# THE TASKS
A) Answer these questions using the passage on the Hyperliquid governance controversy:
(i) On what date was the open letter published?
(ii) Which node operator does Kam work for?
(iii) According to the passage, what did the official team say would happen to the issues it acknowledged?
B) Go on with the passage about the Hyperliquid governance controversy, starting after its final sentence.

# SELECTED PASSAGE
====
These controversies mainly revolve around Hyperliquid's performance as a Layer1, where its decentralized governance and the introduction of more developers have been underwhelming. Particularly in terms of node participation, there seems to be an air of closure everywhere, which reinforces many skeptics' impression of Hyperliquid as a standalone chain. The official team has also basically acknowledged the existence of these issues in their response but stated that they will gradually be resolved.
An open letter sparked governance controversy
On January 8, Kam, an employee from node operator Chorus One, published an open letter on social media pointing out that Hyperliquid currently has many issues regarding closed-source code, black market trading of testnet tokens, and limited decentralization. This statement quickly sparked a lot of discussion in the community about Hyperliquid's governance.
Kam mentioned in the open letter that running testnet nodes is difficult, with issues of closed source, lack of documentation, and excessive reliance on centralized APIs. There are design issues with the incentive mechanisms of the testnet, leading to black market trading of test tokens. The mainnet validators are overly concentrated, with insufficient decentralization.
====
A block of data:

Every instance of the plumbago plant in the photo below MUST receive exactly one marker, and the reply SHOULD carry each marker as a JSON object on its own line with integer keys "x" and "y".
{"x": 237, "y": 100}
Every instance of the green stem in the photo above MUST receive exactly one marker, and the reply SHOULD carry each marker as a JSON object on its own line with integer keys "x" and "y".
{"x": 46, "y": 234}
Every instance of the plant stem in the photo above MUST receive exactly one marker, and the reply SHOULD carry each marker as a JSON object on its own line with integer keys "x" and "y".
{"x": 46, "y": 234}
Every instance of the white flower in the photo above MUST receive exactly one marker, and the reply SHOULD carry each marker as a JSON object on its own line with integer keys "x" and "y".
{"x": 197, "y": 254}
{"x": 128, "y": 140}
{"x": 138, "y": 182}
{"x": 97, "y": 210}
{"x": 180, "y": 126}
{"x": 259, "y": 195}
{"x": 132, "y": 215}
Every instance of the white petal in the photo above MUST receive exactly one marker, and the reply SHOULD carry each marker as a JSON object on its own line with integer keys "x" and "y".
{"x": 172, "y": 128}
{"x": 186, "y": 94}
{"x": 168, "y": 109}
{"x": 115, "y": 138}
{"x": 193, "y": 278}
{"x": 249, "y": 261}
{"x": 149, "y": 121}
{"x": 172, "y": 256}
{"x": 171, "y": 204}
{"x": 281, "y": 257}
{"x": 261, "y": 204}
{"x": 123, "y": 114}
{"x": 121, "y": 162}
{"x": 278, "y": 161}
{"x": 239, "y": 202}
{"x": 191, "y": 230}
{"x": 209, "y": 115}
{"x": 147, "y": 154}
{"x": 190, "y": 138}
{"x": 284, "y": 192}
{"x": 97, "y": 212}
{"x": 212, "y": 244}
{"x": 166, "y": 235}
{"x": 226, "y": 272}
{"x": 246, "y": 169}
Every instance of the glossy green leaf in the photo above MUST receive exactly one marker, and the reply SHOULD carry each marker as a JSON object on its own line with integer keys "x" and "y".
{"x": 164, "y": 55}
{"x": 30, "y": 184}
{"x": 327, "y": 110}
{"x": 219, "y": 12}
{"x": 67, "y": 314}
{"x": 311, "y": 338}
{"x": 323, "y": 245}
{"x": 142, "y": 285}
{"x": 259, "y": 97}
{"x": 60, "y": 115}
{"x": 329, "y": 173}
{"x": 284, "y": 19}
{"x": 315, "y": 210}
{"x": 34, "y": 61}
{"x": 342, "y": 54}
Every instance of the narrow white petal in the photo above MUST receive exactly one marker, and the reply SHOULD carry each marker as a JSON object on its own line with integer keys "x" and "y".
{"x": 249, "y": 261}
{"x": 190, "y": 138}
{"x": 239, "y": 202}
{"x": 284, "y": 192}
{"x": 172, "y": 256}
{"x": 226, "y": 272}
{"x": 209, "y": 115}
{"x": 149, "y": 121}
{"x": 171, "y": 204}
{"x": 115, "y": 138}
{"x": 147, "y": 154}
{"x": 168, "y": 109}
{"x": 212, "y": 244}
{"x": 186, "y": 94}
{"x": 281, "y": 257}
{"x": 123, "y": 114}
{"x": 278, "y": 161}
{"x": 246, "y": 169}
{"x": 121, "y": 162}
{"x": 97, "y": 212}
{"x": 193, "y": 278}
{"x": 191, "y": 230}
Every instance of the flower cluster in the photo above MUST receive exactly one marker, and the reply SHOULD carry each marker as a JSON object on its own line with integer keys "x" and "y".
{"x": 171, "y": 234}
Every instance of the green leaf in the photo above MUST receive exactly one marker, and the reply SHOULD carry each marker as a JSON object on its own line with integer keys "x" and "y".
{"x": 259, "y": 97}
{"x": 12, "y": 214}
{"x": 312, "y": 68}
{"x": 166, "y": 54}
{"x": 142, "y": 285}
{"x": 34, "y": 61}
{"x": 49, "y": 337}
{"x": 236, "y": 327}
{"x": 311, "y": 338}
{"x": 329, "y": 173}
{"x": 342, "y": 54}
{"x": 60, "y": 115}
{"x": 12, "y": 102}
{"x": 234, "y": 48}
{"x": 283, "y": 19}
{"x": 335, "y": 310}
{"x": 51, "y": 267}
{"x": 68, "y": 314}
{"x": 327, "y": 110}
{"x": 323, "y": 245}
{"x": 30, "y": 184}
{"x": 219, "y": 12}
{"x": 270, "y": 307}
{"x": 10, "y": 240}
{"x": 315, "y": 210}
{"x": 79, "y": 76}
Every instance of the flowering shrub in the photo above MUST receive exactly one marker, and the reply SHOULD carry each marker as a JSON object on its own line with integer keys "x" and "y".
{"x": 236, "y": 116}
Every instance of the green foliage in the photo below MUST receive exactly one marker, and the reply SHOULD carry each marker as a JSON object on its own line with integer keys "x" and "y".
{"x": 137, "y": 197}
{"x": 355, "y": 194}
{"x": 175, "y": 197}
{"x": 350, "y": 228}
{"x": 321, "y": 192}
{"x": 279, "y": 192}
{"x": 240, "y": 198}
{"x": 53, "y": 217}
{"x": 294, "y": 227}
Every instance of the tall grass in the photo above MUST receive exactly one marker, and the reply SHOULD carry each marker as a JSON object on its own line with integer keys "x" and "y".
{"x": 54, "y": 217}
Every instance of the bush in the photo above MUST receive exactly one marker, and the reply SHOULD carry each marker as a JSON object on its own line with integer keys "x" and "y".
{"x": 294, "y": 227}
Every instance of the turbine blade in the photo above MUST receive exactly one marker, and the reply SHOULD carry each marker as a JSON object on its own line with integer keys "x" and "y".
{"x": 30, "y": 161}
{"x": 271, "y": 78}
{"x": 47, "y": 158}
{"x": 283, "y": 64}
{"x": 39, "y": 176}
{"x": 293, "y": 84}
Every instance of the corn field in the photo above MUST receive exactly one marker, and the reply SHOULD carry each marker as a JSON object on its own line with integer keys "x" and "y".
====
# RESULTS BY TASK
A)
(i) January 8.
(ii) Chorus One.
(iii) The team stated that the issues will gradually be resolved.

B)
From the content of this open letter, the sharp criticism is directed at Hyperliquid's low level of decentralization in governance, with the official team and foundation holding absolute control over nodes and staking. Second, the lack of transparency in technology and operational information poses a significant issue for ecosystem expansion. Third, the economic incentive mechanism is not sound, making it difficult for external nodes to sustain costs. Fourth, communication between the official team and nodes is poor, with nodes unable to receive timely guidance from the official team during operations, and lacking channels to provide feedback on issues.
The above points are essentially the main issues that the industry criticizes Hyperliquid for. A well-known asset management firm, VanEck, pointed out in a crypto research report released in December that Hyperliquid's valuation is approximately $28 billion, yet it has not attracted a large developer community. If the growth expectations of the developer community cannot be met, then the price of HYPE tokens may be difficult to maintain. Research firm Messari also published an article on New Year's Day stating that Hyperliquid's excellent performance may have already ended.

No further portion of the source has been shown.